▸ Work to be completed: Across the listing below, count every line where the string "photo" appears, then give only the count.

▸ Provided entries:
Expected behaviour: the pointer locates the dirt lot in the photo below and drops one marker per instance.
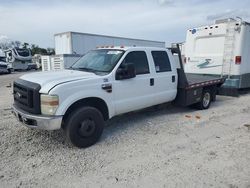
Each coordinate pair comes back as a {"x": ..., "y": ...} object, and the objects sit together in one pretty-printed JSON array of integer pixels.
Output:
[{"x": 164, "y": 147}]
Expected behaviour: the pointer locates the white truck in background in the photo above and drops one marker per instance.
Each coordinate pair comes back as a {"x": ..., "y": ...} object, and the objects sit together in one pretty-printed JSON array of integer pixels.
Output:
[
  {"x": 4, "y": 67},
  {"x": 221, "y": 49},
  {"x": 19, "y": 58},
  {"x": 104, "y": 83}
]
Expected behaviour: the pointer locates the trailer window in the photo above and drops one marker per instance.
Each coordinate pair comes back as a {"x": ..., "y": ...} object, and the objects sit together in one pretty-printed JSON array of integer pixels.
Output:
[
  {"x": 161, "y": 61},
  {"x": 140, "y": 61}
]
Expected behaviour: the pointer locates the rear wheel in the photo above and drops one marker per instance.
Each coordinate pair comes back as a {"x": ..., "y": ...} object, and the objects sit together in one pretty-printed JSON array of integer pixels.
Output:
[
  {"x": 205, "y": 100},
  {"x": 84, "y": 126}
]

▸ Answer to the problem: 4